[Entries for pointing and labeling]
_ _ _ _ _
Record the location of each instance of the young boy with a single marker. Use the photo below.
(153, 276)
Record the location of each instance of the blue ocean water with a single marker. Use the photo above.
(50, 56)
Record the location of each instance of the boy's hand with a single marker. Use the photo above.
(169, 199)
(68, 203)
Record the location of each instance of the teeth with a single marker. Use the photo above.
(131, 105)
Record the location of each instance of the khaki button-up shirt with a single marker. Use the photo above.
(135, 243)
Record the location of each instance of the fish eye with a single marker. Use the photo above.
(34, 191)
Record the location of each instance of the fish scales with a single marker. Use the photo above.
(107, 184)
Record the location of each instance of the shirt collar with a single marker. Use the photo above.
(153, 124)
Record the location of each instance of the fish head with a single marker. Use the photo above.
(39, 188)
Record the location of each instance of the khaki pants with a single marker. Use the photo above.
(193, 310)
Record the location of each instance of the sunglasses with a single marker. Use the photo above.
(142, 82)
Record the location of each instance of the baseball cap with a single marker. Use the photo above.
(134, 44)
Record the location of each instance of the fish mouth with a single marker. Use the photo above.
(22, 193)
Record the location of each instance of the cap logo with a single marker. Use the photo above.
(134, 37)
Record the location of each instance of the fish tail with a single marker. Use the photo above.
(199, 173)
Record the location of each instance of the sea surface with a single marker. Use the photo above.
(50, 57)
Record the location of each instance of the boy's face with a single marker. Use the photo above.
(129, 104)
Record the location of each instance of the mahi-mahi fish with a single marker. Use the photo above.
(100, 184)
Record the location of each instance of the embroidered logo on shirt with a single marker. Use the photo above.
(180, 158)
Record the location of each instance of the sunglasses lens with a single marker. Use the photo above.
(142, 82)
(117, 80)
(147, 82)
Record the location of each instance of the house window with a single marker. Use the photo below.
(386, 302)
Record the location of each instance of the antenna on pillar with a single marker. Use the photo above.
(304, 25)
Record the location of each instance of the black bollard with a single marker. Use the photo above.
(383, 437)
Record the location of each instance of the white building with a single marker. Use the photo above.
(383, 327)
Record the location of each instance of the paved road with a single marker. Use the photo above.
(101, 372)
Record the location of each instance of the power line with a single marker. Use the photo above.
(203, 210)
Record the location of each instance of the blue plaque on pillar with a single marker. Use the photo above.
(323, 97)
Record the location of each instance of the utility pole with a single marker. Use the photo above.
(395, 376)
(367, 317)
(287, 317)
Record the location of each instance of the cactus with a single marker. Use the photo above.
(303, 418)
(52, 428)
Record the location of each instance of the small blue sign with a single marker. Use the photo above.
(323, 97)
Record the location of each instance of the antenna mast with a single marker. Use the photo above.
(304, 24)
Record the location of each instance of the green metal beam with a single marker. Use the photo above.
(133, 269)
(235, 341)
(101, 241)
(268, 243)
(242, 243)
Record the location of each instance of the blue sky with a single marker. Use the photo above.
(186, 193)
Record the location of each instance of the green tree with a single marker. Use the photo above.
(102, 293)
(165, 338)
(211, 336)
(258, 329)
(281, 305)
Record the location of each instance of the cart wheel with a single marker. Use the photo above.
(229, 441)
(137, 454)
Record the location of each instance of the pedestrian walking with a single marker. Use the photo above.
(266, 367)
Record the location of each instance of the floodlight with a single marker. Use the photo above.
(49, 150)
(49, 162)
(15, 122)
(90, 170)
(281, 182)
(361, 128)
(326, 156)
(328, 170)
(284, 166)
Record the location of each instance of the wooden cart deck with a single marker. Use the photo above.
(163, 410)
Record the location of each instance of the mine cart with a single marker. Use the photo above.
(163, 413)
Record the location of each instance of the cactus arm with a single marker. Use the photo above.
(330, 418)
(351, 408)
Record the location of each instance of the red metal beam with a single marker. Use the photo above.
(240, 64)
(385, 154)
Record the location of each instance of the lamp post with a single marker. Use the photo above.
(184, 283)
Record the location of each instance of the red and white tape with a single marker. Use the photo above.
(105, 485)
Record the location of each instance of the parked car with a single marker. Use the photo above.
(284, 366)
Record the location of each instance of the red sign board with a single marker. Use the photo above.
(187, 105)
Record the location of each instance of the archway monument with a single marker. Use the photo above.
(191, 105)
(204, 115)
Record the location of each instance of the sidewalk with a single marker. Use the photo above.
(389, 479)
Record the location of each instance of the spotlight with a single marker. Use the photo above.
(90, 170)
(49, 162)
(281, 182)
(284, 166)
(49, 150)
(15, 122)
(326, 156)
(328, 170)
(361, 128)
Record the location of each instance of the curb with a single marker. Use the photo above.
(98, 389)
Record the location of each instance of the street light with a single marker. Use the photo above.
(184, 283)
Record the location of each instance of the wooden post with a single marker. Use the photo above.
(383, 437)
_ _ _ _ _
WHAT TO PRODUCE: Copy out every line of the data above, word for word.

SOLUTION TO THE EXERCISE:
Record the location of each instance of the young boy with a single marker. Use the photo below.
(153, 276)
Record the location of each instance of the blue ocean water with a single marker. Use the photo above.
(50, 56)
Record the location of each instance of the boy's hand with a single marker. Use the photo above.
(169, 199)
(68, 203)
Record the location of each instance of the teeth with a single marker. Use the photo above.
(131, 105)
Record the location of each instance of the khaki button-up shirt with a single marker. Use the photo above.
(135, 243)
Record the location of each instance of the fish eye with a single marker. Use the photo above.
(34, 191)
Record the location of each instance of the fish scales with a single marker. Use the photo above.
(107, 184)
Record the location of each instance of the shirt collar with a single marker. Use the photo above.
(153, 124)
Record the location of each instance of the fish head with a single marker. Use the photo above.
(39, 188)
Record the location of each instance of the khaki pants with a single marker. Use the photo above.
(193, 310)
Record the location of each instance of the sunglasses with a single marker. Use the photo above.
(142, 82)
Record the location of each instance of the baseball cap with a single marker. Use the photo above.
(134, 44)
Record the location of each instance of the fish mouth with a single marker. Use the photo above.
(22, 193)
Record the location of each instance of the cap logo with a single marker. Use the photo above.
(134, 37)
Record the location of each instance of the fish tail with a single marker. Use the photo above.
(199, 173)
Record the location of each instance of the sea surface with a single marker. Use the photo above.
(50, 57)
Record the location of each instance of the boy's face with a single marker. Use the photo above.
(129, 104)
Record the location of each instance of the mahi-mahi fish with a single marker. Use the photo above.
(100, 184)
Record the location of each instance of the embroidered logo on shirt with a single marker. Use the photo above.
(180, 158)
Record the location of each instance of the sunglasses lens with a single marker. Use the photo above.
(142, 82)
(117, 80)
(147, 82)
Record the location of each instance of the house window with a single marker. Use the photo below.
(386, 302)
Record the location of each instance of the antenna on pillar with a single marker. Use the photo above.
(304, 25)
Record the location of each instance of the black bollard with a single marker. Use the photo above.
(383, 437)
Record the location of each instance of the white building with a single marker. Use the photo above.
(383, 327)
Record the location of each instance of the paved road with a single marker. Use the photo above.
(101, 372)
Record the location of each instance of the power line with a single marker. Use the photo above.
(203, 210)
Record the location of each instance of the blue plaque on pillar with a single marker. Use the photo above.
(323, 97)
Record the location of each instance of the utility pole with a single marker. Use the photo above.
(395, 376)
(367, 317)
(287, 317)
Record the location of each instance of the cactus with a single marker. Use the photo above.
(303, 418)
(52, 428)
Record the location of each instance of the small blue sign with a single marker. Use the photo above.
(323, 97)
Record the location of each instance of the antenna mast with a single marker. Use the photo above.
(304, 24)
Record the location of each instance of the green metal beam with a single marker. Use the photo above.
(133, 269)
(235, 341)
(101, 241)
(268, 243)
(242, 243)
Record the location of each instance of the blue sky with a single marker. Use the photo above.
(186, 193)
Record the location of each instance of the green tree with a single marker. Use the photo above.
(102, 293)
(165, 338)
(211, 336)
(258, 329)
(281, 305)
Record the location of each instance of the cart wheel with a single marker. Use the photo above.
(229, 441)
(137, 454)
Record the location of each instance of the pedestrian walking with a single marker. Use the photo above.
(266, 367)
Record the location of each instance of the floodlight with a single marker. Use the photo above.
(49, 150)
(49, 162)
(15, 122)
(90, 170)
(281, 182)
(361, 128)
(326, 156)
(328, 170)
(284, 166)
Record the location of each instance of the wooden cart deck with a single marker. Use the photo above.
(163, 410)
Record the location of each instance of the mine cart with a single marker. Use the photo above.
(163, 413)
Record the location of each instance of the cactus arm with a single marker. Use the photo above.
(330, 418)
(351, 408)
Record the location of each instance of the red metal beam with a single marker. Use the photo above.
(240, 64)
(385, 154)
Record the location of each instance of the lamp post with a single marker. Use the photo above.
(184, 283)
Record the location of each instance of the red and white tape with a single marker. Use the photo above.
(105, 485)
Record the location of each instance of the parked car with a single marker. Use the photo above.
(284, 366)
Record the location of each instance of the red sign board with a single marker. Use the photo above.
(187, 105)
Record the location of each instance of the archway monument with a single marker. Use the photo above.
(191, 105)
(204, 115)
Record the location of each instance of the sidewalk with a single marker. Use the photo above.
(389, 479)
Record the location of each instance of the spotlight with a single marker. Use the photo above.
(90, 170)
(49, 162)
(281, 182)
(284, 166)
(49, 150)
(15, 122)
(326, 156)
(328, 170)
(361, 128)
Record the location of each instance of the curb with a single marker. Use the photo above.
(98, 389)
Record the location of each instance of the street light with a single marker. Use the photo above.
(184, 283)
Record the location of each instance of the wooden post with a single marker. Use the photo above.
(383, 437)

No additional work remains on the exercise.